> WHAT THE TASK ASKS
Word for word, restate the entries that follow.

> GIVEN ENTRIES
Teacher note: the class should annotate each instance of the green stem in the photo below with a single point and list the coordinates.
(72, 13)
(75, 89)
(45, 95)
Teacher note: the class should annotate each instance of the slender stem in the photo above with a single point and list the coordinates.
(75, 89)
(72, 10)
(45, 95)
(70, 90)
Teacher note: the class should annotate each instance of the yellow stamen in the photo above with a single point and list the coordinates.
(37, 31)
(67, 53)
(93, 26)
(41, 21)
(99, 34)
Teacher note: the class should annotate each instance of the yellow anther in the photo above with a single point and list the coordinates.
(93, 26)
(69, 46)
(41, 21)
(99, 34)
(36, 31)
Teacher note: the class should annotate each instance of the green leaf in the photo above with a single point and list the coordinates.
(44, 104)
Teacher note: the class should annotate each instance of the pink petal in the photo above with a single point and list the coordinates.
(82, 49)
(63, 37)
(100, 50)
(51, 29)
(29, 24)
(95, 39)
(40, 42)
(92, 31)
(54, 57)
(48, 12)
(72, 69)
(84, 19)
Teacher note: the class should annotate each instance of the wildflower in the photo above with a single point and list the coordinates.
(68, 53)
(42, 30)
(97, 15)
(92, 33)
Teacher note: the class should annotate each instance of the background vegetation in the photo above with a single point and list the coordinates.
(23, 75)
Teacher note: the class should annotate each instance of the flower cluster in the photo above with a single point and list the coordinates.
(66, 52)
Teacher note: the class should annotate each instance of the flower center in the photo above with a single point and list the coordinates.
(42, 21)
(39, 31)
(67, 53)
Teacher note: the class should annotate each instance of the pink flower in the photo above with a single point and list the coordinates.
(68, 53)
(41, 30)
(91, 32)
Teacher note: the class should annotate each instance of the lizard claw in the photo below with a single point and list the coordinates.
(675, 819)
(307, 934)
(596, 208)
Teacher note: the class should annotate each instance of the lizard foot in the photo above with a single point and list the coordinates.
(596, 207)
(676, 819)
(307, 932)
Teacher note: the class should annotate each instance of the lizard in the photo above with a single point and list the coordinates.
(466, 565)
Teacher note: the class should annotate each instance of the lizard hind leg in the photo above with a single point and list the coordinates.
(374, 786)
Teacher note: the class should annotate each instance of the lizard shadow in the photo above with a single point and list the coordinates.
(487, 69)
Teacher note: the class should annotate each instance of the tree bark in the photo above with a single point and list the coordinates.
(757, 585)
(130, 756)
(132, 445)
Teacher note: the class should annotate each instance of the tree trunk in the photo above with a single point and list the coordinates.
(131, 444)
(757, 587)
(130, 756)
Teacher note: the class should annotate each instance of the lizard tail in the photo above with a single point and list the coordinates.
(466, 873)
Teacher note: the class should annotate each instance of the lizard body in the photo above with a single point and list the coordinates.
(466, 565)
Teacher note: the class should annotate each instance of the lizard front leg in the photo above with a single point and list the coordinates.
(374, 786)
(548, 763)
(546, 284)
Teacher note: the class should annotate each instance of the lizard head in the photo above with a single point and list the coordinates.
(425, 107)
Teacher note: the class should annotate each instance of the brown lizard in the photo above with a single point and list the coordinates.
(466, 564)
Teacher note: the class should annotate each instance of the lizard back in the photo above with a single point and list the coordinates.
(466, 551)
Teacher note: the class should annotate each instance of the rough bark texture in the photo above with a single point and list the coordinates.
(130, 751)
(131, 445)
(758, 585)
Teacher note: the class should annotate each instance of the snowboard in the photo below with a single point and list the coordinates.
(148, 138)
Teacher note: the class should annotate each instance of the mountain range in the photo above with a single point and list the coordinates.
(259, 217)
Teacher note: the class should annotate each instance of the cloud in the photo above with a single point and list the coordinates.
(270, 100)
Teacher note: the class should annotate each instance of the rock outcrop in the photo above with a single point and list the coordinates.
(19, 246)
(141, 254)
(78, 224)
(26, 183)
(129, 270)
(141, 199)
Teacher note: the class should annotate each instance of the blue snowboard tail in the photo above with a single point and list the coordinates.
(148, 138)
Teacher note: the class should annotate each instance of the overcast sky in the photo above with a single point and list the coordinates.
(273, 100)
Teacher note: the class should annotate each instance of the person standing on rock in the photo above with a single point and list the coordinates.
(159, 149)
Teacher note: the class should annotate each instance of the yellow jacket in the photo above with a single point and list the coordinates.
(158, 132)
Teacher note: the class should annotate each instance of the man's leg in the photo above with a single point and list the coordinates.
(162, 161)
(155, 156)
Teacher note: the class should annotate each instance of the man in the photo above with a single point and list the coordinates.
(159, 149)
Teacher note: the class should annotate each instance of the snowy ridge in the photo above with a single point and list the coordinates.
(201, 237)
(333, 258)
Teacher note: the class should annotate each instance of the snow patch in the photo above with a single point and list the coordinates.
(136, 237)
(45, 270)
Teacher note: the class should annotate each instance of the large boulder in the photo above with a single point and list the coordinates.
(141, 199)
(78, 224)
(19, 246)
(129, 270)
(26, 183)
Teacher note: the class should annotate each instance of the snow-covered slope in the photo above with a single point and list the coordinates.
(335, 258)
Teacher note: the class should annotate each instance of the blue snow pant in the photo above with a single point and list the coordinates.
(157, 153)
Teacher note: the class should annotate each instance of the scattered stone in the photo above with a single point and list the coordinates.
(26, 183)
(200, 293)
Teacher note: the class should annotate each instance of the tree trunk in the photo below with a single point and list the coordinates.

> OUTPUT BELOW
Teacher note: the class should annotate each instance of the green stem in the photo below with a single point and list the coordinates.
(72, 13)
(75, 89)
(45, 95)
Teacher note: the class should annotate each instance of the slender stem in the photo above with a single point and list the coordinates.
(75, 89)
(72, 10)
(45, 95)
(70, 90)
Teacher note: the class should annotate each instance of the yellow stamen in the photo above with a single point and list the coordinates.
(37, 31)
(67, 53)
(93, 26)
(41, 21)
(99, 34)
Teacher note: the class should annotate each instance of the yellow anther in the photo above with a single point and list the coordinates.
(93, 26)
(69, 46)
(41, 21)
(99, 34)
(36, 31)
Teacher note: the class should annotate each instance of the green leaf in the photo above with a single point and list the coordinates.
(44, 104)
Teacher note: the class should annotate each instance of the pink petal in the photo above with a single point and list the coordinates.
(82, 49)
(63, 37)
(100, 50)
(51, 29)
(29, 24)
(95, 39)
(40, 42)
(92, 31)
(54, 57)
(48, 12)
(72, 69)
(84, 19)
Teacher note: the class should annotate each instance of the wildflower in the photo above with a single point and list the coordinates.
(68, 53)
(42, 30)
(97, 15)
(92, 33)
Teacher note: the class should annotate each instance of the background vegetation in the photo above with a single point and list the coordinates.
(23, 75)
Teacher note: the class should annotate each instance of the flower cluster in the photo above with a single point and list the coordinates.
(66, 52)
Teacher note: the class should annotate each instance of the flower center in the photo above with a single point and list the coordinates.
(42, 21)
(39, 31)
(67, 53)
Teacher note: the class should annotate each instance of the pink flower in the photo above with a single point and list the coordinates.
(68, 53)
(41, 30)
(91, 32)
Teacher note: the class should annotate each instance of the lizard claw in the photo below with a single point and list the coordinates.
(675, 819)
(307, 934)
(596, 208)
Teacher note: the class should annotate each instance of the lizard foot in the photo above with a single point and list the coordinates.
(596, 207)
(676, 819)
(307, 932)
Teacher note: the class should annotate each instance of the lizard in the photo above with a single point and list the coordinates.
(466, 565)
Teacher note: the class should annotate each instance of the lizard hind leg in the photo above with a single point and list the coordinates.
(374, 786)
Teacher note: the class should annotate each instance of the lizard shadow in the photo above with a single point and list the coordinates.
(487, 69)
Teacher note: the class should annotate each instance of the tree bark in the photo above with a single point and list the coordinates.
(757, 585)
(130, 756)
(132, 445)
Teacher note: the class should annotate each instance of the tree trunk in the photo above with a single point and list the coordinates.
(131, 444)
(757, 587)
(130, 756)
Teacher note: the class should annotate each instance of the lizard tail in the photo above with a single point and list the coordinates.
(466, 873)
Teacher note: the class should annotate each instance of the lizard body in the photo above with a single point and list the coordinates.
(466, 565)
Teacher note: the class should annotate each instance of the lizard front leg in the photo above with a single point and list the coordinates.
(374, 786)
(548, 763)
(546, 284)
Teacher note: the class should annotate each instance of the lizard head in the photo above with a single point and list the coordinates.
(425, 107)
Teacher note: the class should annotate each instance of the brown lizard in the photo above with a single point and list the coordinates.
(466, 564)
Teacher note: the class should annotate each instance of the lizard back in the photo above with a single point and list the coordinates.
(466, 551)
Teacher note: the class should annotate each instance of the rough bark texture in the photo above with a single point and list the coordinates.
(130, 751)
(131, 445)
(758, 585)
Teacher note: the class should annotate each instance of the snowboard in the photo below with a single point and list the coordinates.
(148, 138)
Teacher note: the class should annotate each instance of the mountain range in the photo above with a single point and list the coordinates.
(259, 217)
Teacher note: the class should annotate each instance of the cloud in the photo above with a single point and list the coordinates.
(270, 100)
Teacher note: the class should annotate each instance of the rock outcrop in the photo above with a single point and list the coordinates.
(19, 246)
(141, 254)
(78, 224)
(26, 183)
(129, 270)
(141, 199)
Teacher note: the class should annotate each instance of the blue snowboard tail in the photo above with a single point and list the coordinates.
(148, 138)
Teacher note: the class should annotate each instance of the overcast sky in the photo above with a single point and list the coordinates.
(273, 100)
Teacher note: the class should annotate each instance of the person standing on rock in the photo above with a single point and list the coordinates.
(159, 149)
Teacher note: the class should annotate each instance of the yellow jacket in the photo above with a single point and list the coordinates.
(158, 132)
Teacher note: the class should annotate each instance of the man's leg in the photo above with a single point and list the coordinates.
(162, 161)
(155, 156)
Teacher note: the class should annotate each instance of the man in the photo above with a single point and list the coordinates.
(159, 149)
Teacher note: the class should annotate each instance of the snowy ridge in the photo above with a single point and list the coordinates.
(201, 237)
(333, 258)
Teacher note: the class should annotate each instance of the snow patch in the photo above with a single point and list the coordinates.
(136, 237)
(45, 270)
Teacher note: the class should annotate each instance of the large boulder in the photo above with a single point and list the coordinates.
(141, 199)
(78, 224)
(19, 246)
(129, 270)
(26, 183)
Teacher note: the class should annotate each instance of the snow-covered slope in the photo above with a single point and list the coordinates.
(335, 258)
Teacher note: the class should annotate each instance of the blue snow pant in the photo above with a single point and list the coordinates.
(157, 153)
Teacher note: the class should annotate each instance of the scattered stone in the photo above with a single point and list the coordinates.
(26, 183)
(200, 293)
Teacher note: the class should annotate each instance of the tree trunk in the photo below with a single point and list the coordinates.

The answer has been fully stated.